- Theatrical release poster
- Directed by: Myroslav Slaboshpytskiy
- Written by: Myroslav Slaboshpytskiy
- Produced by: Iya Myslytska; Valentyn Vasyanovych;
- Starring: Grygoriy Fesenko; Yana Novikova; Roza Babiy;
- Cinematography: Valentyn Vasyanovych
- Edited by: Valentyn Vasyanovych
- Production companies: Harmata Film Production; Ukrainian State Film Agency; Huub Bals; Foundation for Development of Ukraine;
- Distributed by: Arthouse Traffic
- Release dates: 21 May 2014 (Cannes); 11 September 2014 (Ukraine);
- Running time: 130 minutes
- Countries: Ukraine; Netherlands;
- Language: Ukrainian Sign Language
- Budget: ₴14 million ($1.5 million)

● **Job**
Please reproduce the film credits list above word for word, from the first line to the last.

● **Entries**
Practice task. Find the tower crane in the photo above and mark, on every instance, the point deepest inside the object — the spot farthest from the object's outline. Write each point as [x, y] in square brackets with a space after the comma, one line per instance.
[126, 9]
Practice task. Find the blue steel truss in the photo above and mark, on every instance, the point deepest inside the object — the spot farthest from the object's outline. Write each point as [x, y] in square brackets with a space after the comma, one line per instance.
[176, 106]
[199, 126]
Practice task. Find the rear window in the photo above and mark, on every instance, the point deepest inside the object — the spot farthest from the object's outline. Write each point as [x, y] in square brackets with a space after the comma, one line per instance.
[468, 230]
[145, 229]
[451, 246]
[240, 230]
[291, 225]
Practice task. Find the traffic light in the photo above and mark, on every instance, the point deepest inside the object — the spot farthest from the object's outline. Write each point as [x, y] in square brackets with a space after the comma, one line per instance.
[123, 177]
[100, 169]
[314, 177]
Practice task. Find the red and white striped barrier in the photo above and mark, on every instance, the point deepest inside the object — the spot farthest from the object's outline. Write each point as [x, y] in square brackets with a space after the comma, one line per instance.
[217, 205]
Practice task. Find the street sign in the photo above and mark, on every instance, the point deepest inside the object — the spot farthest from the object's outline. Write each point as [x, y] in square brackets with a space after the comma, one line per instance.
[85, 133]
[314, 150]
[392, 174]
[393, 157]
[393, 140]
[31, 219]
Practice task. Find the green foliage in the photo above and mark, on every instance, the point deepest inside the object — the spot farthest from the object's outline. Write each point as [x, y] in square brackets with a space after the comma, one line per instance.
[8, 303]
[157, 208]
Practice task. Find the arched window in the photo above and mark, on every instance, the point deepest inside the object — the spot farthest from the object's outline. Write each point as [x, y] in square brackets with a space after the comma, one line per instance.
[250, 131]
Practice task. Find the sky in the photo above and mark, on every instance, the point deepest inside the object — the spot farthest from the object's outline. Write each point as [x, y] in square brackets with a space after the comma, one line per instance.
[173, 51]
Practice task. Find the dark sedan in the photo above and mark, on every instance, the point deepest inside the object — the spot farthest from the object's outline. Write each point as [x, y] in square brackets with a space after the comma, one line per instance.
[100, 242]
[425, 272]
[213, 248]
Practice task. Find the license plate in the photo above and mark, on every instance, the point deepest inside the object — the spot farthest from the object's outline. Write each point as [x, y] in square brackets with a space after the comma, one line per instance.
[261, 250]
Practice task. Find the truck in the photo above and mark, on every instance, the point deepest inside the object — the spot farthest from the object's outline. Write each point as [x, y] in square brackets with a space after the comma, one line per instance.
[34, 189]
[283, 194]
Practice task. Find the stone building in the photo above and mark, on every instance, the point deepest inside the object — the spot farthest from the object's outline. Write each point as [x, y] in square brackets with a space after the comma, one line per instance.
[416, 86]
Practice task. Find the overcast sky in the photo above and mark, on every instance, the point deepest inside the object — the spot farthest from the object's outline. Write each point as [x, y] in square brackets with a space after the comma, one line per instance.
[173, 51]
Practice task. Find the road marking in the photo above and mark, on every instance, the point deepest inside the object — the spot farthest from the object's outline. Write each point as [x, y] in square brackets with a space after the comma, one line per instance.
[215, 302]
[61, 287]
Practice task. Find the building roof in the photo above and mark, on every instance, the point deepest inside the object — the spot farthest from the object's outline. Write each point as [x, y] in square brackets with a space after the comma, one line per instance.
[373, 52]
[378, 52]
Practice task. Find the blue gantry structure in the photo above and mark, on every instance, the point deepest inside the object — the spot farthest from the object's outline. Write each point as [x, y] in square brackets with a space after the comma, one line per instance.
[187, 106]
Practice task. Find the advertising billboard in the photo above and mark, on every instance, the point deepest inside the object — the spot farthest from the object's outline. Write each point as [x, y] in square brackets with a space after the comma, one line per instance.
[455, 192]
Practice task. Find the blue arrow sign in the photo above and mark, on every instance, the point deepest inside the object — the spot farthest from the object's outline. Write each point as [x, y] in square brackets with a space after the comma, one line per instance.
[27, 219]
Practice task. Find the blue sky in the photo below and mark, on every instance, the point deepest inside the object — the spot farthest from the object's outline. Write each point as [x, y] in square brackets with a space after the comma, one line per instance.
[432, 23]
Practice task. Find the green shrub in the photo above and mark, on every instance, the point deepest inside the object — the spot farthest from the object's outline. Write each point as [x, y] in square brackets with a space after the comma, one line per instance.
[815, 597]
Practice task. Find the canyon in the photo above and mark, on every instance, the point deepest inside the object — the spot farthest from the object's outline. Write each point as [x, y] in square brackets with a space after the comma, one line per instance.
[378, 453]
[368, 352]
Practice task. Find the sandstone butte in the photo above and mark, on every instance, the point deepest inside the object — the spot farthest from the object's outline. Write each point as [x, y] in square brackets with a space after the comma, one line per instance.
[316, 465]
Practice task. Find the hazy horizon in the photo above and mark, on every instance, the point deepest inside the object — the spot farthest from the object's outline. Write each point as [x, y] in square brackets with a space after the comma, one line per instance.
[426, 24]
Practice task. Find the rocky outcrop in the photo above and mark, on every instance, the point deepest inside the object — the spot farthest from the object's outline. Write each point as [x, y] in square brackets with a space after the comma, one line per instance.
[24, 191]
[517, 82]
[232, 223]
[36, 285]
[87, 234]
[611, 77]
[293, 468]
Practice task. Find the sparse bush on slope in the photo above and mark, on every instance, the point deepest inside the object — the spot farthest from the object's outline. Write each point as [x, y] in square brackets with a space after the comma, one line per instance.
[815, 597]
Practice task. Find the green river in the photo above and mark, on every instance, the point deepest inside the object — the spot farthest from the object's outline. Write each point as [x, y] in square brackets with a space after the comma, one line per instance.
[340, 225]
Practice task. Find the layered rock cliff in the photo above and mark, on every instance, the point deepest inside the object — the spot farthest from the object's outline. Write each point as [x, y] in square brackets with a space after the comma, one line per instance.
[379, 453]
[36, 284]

--

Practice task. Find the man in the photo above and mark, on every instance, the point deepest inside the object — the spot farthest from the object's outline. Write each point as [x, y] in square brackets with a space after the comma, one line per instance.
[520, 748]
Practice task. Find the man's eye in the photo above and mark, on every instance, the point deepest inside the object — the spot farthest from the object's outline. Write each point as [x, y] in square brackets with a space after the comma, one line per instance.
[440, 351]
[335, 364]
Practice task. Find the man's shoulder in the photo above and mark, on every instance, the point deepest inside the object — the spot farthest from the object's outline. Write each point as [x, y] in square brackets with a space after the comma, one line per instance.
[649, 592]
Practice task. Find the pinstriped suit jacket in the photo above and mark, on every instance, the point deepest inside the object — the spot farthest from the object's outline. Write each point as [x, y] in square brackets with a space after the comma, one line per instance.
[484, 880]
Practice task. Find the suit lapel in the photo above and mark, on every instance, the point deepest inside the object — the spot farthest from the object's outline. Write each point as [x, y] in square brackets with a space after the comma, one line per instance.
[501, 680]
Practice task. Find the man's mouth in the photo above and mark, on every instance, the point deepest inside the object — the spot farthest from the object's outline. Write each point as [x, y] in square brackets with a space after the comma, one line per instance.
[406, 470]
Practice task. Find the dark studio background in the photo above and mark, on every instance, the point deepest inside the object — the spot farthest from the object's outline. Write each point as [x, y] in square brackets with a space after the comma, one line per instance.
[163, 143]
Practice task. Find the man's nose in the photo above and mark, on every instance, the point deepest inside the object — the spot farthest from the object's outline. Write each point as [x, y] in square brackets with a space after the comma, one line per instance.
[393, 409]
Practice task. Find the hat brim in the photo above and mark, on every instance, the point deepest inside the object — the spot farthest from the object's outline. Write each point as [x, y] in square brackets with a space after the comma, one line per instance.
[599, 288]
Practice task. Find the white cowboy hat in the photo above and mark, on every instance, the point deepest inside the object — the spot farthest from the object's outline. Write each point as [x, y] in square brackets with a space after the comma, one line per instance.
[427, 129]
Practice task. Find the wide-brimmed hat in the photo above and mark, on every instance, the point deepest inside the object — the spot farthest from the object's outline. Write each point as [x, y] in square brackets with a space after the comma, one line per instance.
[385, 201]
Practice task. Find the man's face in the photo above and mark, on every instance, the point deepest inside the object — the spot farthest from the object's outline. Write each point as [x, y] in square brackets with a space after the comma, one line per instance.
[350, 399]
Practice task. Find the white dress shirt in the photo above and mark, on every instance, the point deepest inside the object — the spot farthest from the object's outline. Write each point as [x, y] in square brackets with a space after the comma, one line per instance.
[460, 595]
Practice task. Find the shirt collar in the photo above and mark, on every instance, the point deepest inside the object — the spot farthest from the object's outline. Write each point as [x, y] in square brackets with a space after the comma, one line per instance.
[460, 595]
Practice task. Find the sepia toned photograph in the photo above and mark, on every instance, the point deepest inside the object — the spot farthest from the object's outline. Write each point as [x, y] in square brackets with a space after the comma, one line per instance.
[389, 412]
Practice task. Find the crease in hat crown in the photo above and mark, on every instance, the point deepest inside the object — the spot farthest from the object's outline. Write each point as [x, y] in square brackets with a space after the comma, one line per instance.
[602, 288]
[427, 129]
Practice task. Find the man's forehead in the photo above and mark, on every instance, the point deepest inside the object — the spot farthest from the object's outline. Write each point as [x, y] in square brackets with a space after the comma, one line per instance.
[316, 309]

--

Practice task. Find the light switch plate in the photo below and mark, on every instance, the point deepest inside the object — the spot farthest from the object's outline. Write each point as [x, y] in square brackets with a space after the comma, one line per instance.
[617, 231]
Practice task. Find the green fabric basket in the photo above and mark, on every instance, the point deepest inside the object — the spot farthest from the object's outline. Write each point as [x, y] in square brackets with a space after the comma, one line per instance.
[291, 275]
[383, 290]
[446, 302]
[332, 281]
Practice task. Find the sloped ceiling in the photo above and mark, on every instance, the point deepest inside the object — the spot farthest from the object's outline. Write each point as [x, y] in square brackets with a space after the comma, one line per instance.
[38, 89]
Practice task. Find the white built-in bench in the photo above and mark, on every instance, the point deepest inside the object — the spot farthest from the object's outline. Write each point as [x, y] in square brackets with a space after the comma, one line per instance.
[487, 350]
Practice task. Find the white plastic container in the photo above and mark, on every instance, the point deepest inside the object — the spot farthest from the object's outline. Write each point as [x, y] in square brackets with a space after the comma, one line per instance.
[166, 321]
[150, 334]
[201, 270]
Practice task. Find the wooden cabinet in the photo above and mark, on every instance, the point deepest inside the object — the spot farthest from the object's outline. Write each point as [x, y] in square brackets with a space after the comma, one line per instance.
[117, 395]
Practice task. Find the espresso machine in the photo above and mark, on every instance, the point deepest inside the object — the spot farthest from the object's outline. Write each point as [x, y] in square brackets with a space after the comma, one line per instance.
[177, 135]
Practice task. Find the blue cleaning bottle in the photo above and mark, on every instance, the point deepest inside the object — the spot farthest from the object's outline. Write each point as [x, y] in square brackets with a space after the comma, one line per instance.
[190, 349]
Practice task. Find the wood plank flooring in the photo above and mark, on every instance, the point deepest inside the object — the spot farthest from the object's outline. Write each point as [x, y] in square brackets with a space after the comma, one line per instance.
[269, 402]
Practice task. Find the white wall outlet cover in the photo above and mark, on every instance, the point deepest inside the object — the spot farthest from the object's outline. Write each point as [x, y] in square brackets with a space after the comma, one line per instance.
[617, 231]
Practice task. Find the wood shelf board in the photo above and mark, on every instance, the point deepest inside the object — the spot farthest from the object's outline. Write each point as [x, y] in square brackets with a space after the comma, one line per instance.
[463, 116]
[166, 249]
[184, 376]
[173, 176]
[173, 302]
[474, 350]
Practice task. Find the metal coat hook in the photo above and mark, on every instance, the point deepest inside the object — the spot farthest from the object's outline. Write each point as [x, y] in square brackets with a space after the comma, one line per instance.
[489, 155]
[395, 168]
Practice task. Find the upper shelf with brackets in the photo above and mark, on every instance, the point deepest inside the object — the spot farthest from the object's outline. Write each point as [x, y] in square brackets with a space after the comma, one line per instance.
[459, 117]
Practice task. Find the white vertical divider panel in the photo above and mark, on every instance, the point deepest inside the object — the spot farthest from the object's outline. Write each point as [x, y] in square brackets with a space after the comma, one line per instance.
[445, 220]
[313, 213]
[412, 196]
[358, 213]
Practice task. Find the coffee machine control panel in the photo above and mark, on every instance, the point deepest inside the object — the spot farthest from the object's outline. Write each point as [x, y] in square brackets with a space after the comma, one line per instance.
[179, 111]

● **Result for this task**
- Theatrical release poster
- Directed by: Myroslav Slaboshpytskiy
- Written by: Myroslav Slaboshpytskiy
- Produced by: Iya Myslytska; Valentyn Vasyanovych;
- Starring: Grygoriy Fesenko; Yana Novikova; Roza Babiy;
- Cinematography: Valentyn Vasyanovych
- Edited by: Valentyn Vasyanovych
- Production companies: Harmata Film Production; Ukrainian State Film Agency; Huub Bals; Foundation for Development of Ukraine;
- Distributed by: Arthouse Traffic
- Release dates: 21 May 2014 (Cannes); 11 September 2014 (Ukraine);
- Running time: 130 minutes
- Countries: Ukraine; Netherlands;
- Language: Ukrainian Sign Language
- Budget: ₴14 million ($1.5 million)